SUPPLIED PASSAGE —
The ASPCA, in conjunction with the New York Police Department (NYPD) Vice Enforcement Division and Bronx District Attorney's Office, assisted last week in the seizure of 50 canine victims of a dog fighting operation in the Bronx. Many of the dogs, ranging in age from 12 weeks to five years, had injuries indicative of fighting, where both physical and psychological trauma are often repeatedly inflicted.
The NYPD came to us for help months ago. They were investigating an underground dog fighting ring in New York City, and they knew that we have a Blood Sports department with responders trained to help law enforcement with investigations involving animals. We immediately offered our resources to help bring down the perpetrators, assess the seized dogs, and help law enforcement gather canine DNA evidence to be used at trial.

[Stored dataset records]
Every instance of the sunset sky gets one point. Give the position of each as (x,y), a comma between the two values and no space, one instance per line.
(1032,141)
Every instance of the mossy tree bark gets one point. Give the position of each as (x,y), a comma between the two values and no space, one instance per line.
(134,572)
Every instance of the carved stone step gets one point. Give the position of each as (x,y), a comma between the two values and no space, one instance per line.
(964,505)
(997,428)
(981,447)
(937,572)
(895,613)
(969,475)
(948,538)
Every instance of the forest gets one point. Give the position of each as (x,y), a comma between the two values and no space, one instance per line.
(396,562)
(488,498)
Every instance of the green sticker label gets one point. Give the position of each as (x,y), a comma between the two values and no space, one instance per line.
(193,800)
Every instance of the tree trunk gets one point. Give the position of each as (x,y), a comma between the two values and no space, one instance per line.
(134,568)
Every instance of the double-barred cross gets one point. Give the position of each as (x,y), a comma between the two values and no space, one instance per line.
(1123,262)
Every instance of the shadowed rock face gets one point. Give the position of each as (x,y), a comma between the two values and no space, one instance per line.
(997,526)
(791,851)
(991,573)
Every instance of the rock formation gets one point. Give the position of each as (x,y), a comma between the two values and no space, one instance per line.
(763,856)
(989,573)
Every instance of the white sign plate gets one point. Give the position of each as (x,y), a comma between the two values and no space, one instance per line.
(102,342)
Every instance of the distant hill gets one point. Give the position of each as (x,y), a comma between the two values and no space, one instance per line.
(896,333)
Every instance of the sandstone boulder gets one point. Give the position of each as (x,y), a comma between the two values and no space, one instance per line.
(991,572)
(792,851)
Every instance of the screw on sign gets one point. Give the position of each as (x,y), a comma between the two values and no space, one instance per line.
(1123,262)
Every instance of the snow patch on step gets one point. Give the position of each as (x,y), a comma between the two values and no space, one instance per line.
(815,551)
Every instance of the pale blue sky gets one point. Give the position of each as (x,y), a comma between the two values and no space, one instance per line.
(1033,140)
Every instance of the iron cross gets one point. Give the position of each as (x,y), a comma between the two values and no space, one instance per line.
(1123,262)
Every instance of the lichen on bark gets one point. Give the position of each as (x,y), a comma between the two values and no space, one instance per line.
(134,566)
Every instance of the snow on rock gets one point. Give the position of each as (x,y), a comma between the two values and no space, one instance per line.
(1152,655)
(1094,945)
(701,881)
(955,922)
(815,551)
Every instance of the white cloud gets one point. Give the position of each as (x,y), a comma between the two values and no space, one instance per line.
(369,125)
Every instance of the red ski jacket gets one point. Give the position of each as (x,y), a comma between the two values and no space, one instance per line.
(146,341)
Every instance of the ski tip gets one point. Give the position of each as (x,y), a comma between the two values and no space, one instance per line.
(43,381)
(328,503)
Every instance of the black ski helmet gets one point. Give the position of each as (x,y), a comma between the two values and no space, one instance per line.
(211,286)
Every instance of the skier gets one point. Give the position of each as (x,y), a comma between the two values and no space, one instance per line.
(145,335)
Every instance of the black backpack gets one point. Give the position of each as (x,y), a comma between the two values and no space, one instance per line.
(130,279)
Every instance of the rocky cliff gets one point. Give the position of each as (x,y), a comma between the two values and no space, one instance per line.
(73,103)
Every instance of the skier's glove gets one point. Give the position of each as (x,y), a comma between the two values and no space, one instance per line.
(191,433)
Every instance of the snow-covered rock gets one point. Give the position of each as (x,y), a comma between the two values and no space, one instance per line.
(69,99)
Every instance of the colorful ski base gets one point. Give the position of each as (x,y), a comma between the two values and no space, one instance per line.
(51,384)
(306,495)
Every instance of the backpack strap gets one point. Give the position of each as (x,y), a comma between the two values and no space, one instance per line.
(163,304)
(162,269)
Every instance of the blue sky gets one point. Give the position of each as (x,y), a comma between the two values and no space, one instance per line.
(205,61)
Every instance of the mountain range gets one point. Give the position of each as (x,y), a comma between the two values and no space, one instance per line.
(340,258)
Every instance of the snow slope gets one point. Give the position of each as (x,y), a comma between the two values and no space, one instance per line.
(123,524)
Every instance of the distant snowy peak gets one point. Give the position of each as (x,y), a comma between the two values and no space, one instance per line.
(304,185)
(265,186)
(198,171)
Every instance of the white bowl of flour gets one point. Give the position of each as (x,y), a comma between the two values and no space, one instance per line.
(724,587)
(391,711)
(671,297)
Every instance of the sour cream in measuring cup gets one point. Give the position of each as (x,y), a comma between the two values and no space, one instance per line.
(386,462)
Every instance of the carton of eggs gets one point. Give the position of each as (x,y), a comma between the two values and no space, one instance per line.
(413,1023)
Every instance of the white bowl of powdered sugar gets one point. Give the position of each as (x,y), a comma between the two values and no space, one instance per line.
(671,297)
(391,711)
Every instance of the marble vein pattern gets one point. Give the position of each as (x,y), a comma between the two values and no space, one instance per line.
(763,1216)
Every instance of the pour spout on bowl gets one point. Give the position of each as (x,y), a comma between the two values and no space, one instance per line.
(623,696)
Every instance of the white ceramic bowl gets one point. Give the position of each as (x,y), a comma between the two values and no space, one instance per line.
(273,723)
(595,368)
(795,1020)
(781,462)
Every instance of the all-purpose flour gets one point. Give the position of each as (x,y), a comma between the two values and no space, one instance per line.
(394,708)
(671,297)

WORK ITEM — From the dog fighting passage, write out word for word the part that opens with the words "The ASPCA, in" and closes with "often repeatedly inflicted.". The records have no role here.

ANSWER BOX —
The ASPCA, in conjunction with the New York Police Department (NYPD) Vice Enforcement Division and Bronx District Attorney's Office, assisted last week in the seizure of 50 canine victims of a dog fighting operation in the Bronx. Many of the dogs, ranging in age from 12 weeks to five years, had injuries indicative of fighting, where both physical and psychological trauma are often repeatedly inflicted.